:: Collection entries ::

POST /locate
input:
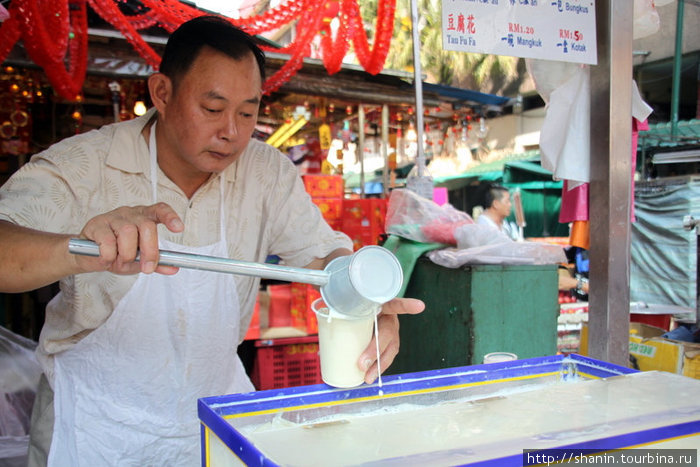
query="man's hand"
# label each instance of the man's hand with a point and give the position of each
(125, 232)
(388, 323)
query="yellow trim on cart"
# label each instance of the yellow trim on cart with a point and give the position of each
(399, 394)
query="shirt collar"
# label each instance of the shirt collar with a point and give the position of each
(129, 150)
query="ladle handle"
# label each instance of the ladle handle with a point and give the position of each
(216, 264)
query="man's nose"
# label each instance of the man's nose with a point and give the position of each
(229, 128)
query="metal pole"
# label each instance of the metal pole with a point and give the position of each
(611, 182)
(385, 149)
(422, 182)
(677, 59)
(361, 147)
(418, 84)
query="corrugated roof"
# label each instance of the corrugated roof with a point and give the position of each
(659, 135)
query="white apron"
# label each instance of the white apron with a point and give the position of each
(126, 395)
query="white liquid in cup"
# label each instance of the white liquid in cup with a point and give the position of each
(341, 341)
(495, 357)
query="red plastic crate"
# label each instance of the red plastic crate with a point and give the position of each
(286, 362)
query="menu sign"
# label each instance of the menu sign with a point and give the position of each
(561, 30)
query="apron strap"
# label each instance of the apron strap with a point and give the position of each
(153, 153)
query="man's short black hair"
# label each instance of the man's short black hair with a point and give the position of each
(494, 193)
(216, 32)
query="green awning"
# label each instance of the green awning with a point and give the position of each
(659, 135)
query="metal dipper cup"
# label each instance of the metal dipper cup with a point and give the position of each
(353, 285)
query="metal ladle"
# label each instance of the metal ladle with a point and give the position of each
(353, 285)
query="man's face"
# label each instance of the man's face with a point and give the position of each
(209, 119)
(503, 205)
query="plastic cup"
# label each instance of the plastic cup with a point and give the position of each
(341, 341)
(495, 357)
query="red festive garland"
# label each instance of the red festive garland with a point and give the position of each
(55, 31)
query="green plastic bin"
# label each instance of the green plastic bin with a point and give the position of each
(475, 310)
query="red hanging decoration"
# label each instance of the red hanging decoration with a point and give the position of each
(55, 32)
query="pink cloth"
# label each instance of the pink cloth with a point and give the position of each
(574, 203)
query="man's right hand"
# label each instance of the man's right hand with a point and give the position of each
(125, 232)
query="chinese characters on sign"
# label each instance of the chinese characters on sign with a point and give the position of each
(545, 29)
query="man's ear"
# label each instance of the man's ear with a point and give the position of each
(160, 89)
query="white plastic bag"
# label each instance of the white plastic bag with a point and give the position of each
(482, 244)
(19, 380)
(646, 19)
(416, 218)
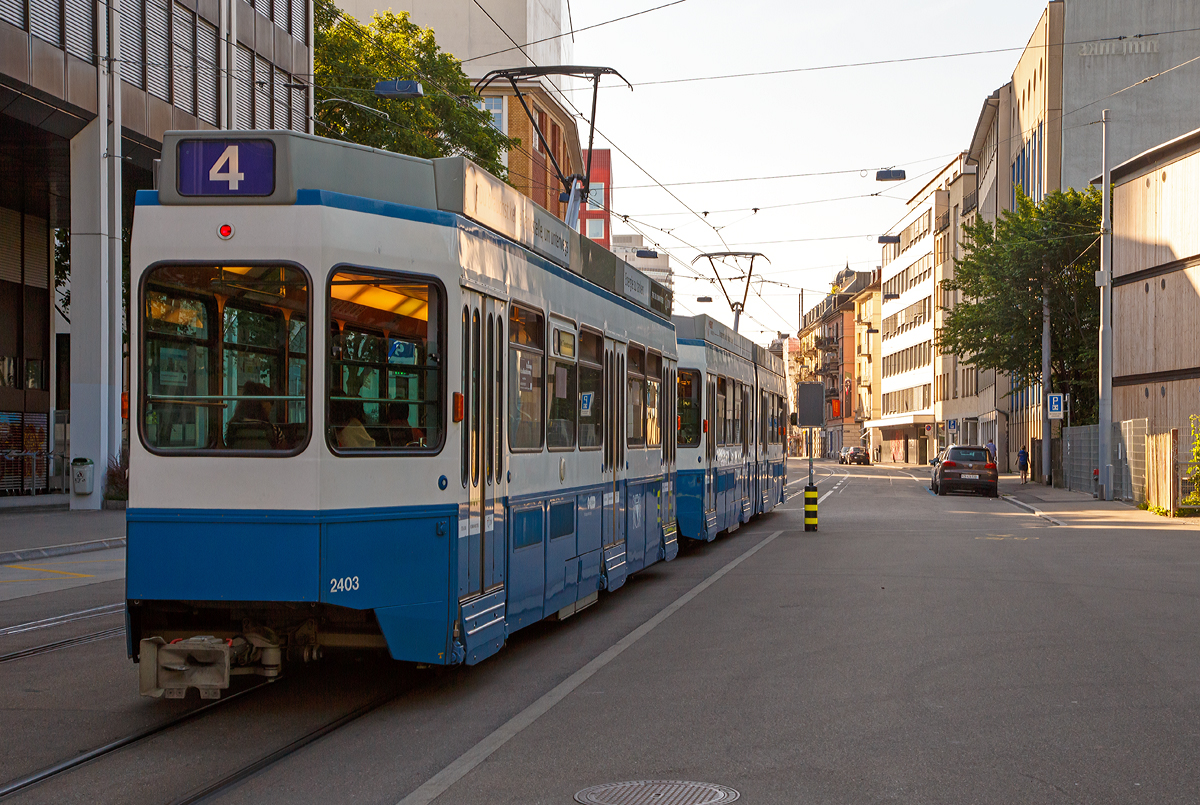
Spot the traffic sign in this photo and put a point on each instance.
(1055, 403)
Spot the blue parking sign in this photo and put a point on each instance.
(226, 167)
(1055, 406)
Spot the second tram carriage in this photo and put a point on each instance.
(733, 410)
(388, 402)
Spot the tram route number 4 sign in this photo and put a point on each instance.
(1054, 402)
(226, 167)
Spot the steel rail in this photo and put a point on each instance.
(61, 644)
(220, 787)
(58, 620)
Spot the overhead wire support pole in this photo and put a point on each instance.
(737, 307)
(1104, 281)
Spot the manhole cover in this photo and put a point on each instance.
(657, 792)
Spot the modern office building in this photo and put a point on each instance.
(87, 91)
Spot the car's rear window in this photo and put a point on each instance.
(969, 454)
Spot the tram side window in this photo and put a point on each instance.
(225, 359)
(561, 390)
(653, 400)
(721, 422)
(527, 364)
(736, 436)
(384, 382)
(689, 408)
(635, 401)
(591, 390)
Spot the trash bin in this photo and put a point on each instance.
(82, 475)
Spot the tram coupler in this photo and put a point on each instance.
(810, 508)
(203, 662)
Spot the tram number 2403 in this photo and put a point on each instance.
(343, 584)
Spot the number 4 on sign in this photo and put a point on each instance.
(228, 160)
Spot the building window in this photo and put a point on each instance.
(495, 107)
(595, 196)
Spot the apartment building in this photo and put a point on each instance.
(832, 358)
(868, 322)
(77, 138)
(654, 264)
(480, 40)
(595, 215)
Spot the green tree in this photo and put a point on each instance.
(351, 58)
(997, 325)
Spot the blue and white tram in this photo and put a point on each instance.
(377, 406)
(731, 403)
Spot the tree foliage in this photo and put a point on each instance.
(349, 59)
(997, 325)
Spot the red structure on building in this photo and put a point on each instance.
(595, 216)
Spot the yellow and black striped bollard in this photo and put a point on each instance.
(810, 509)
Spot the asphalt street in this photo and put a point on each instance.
(915, 649)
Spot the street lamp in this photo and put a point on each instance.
(399, 89)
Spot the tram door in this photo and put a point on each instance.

:: REQUIRED WORK ::
The result should be every entry, word for word, and no pictures.

:: EXERCISE ANSWER ::
POST /locate
input:
query="man's hand"
# label each instance of the man's hand with a point and give the position of each
(125, 232)
(388, 323)
query="yellow trim on cart"
# label each instance of the yellow trim on cart with a point and give the position of each
(399, 394)
query="shirt collar"
# label each instance of the shirt collar with a point and give the position of each
(129, 150)
query="ladle handle"
# label each instance of the ladle handle with a point and give the position of each
(216, 264)
query="man's nose"
# label each instance of the man's nose with a point and give the position of each
(229, 128)
query="metal pole"
# label each instance of the metal pole with a point and give the position of each
(611, 182)
(385, 149)
(422, 182)
(677, 59)
(361, 147)
(418, 84)
query="corrugated roof"
# label each instance of the corrugated roof with a point and give the position of each
(659, 135)
query="white apron"
# label each instance of the white apron with a point and give the position of each
(126, 395)
query="white liquid in cup"
# label each instance of the white liquid in cup with a point and give the position of each
(341, 341)
(495, 357)
query="red plastic crate"
# label each instance of the red plastic crate with a point and give the position of each
(286, 362)
query="menu sign"
# label each instance of the menu sign with a point and give the position of each
(561, 30)
query="apron strap"
# label each instance of the apron strap with a point and give the position of each
(153, 153)
query="man's short black hair"
# label each instance of the man's short black hair with a point and give the position of each
(494, 193)
(216, 32)
query="green awning"
# label each instance of the green awning with a point and give the position of each
(659, 135)
query="metal dipper cup"
# label each instance of the metal dipper cup with a point and give the position of each
(353, 285)
query="metal ladle"
# label each instance of the metal ladle with a point and give the position of each
(353, 285)
query="man's face"
# label each instance of the man's face with a point and give the position of each
(209, 119)
(503, 205)
query="plastic cup"
# label each instance of the plastic cup with a point and give the position of each
(341, 341)
(495, 357)
query="red festive garland"
# label each instance of the red festive garland with a point and give the position of each
(55, 31)
query="green plastic bin"
# label each instance of the green plastic bin with a point and give the position of each
(475, 310)
query="red hanging decoration"
# label each instance of the red hanging decoration with a point and give the position of each
(55, 32)
query="pink cloth"
# label each instance of the pink cloth with a point and give the position of each
(574, 203)
query="man's right hand"
# label each instance of the man's right hand with a point and give the position of each
(125, 232)
query="chinese characters on sign"
# label each instance of the chinese characters on sign with a point and give the position of each
(545, 29)
query="man's ear"
# label each instance of the man's ear with a point and give the position of each
(160, 89)
query="white plastic bag"
# label each instance of the white plastic bag with a point and give the position of each
(482, 244)
(19, 380)
(646, 19)
(416, 218)
Spot the traffic sign in this photo and put a point on each instance.
(1055, 403)
Spot the blue parking sign in this photo and put a point on each instance.
(226, 167)
(1055, 406)
Spot the second tram carriage in this photo and put a point on each instance.
(733, 410)
(388, 402)
Spot the tram route number 4 sign in this photo and put a point on each instance.
(1054, 402)
(226, 167)
Spot the steel rail in this photo and put a point on each instance.
(61, 644)
(220, 787)
(58, 620)
Spot the overhead wire support pole in this photo and put a point on each instance.
(737, 307)
(1104, 281)
Spot the manhole cover in this photo and put a point on each instance.
(657, 792)
Spot the modern office building in this photo and put a point on each instance.
(87, 91)
Spot the car's rear window in this photo and put a point on each instance.
(969, 454)
Spot the tram side window in this photo and put a point on each instance.
(225, 359)
(561, 390)
(653, 400)
(721, 422)
(527, 364)
(736, 436)
(384, 382)
(689, 408)
(635, 401)
(591, 390)
Spot the trash bin in this photo and put a point on each instance.
(82, 475)
Spot the tram coupler in this photo and put a point on each instance.
(810, 508)
(203, 662)
Spot the tram number 2403 in this photo and put a point on each instance.
(343, 584)
Spot the number 4 on sign in this photo and put a point on each instance.
(228, 160)
Spot the building window in this photo and put a point on each instance.
(495, 107)
(595, 196)
Spot the apartment building in this photo and put a point on each instance.
(832, 358)
(868, 322)
(77, 138)
(654, 264)
(480, 40)
(595, 215)
Spot the green tree in this photo and put a point on each instance.
(351, 58)
(997, 325)
Spot the blue and white tram in this photo and put a point on each instance.
(377, 406)
(731, 403)
Spot the tree foliage in this photo and put a point on each instance.
(349, 59)
(997, 325)
Spot the red structure on building in this photo and put a point on each instance.
(595, 216)
Spot the yellow and black striped bollard in this photo and put a point on each instance.
(810, 509)
Spot the asphalt street in this photo and put a point on each instance.
(915, 649)
Spot the street lamp in this photo and put a point on each instance.
(399, 89)
Spot the tram door in this photo and put a point on each instance.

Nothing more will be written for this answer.